Named-object pointing records:
§

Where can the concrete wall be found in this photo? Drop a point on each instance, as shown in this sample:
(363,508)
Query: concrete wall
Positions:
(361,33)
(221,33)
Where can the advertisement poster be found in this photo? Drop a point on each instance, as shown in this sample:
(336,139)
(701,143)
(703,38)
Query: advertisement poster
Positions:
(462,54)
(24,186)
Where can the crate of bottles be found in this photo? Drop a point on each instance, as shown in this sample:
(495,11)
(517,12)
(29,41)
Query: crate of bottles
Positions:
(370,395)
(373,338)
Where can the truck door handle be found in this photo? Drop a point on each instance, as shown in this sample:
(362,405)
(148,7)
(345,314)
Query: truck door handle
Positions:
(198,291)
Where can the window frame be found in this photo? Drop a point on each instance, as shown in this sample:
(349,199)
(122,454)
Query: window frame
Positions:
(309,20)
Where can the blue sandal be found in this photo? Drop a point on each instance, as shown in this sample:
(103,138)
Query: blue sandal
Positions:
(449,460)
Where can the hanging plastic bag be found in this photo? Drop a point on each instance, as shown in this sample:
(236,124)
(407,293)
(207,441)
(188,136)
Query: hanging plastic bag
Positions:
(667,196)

§

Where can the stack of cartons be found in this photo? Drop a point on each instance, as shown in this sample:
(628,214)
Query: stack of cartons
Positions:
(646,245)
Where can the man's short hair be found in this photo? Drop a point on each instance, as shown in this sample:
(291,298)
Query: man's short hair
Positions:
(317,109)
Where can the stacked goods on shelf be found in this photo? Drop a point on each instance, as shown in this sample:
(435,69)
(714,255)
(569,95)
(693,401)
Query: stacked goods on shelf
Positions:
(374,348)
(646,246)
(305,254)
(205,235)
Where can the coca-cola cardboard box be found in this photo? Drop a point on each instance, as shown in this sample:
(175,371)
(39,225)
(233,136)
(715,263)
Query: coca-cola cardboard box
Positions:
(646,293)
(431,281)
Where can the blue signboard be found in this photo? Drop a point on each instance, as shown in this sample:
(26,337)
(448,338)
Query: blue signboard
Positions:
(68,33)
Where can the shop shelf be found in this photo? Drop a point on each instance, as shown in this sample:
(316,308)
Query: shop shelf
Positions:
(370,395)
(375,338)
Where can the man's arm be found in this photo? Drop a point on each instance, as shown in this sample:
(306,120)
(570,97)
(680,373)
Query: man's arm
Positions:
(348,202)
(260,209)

§

Pull out each line from the entries above that contains the word "concrete".

Where can the concrete wall be found in this photo? Drop a point on each instance, as shown in this sample:
Query: concrete wall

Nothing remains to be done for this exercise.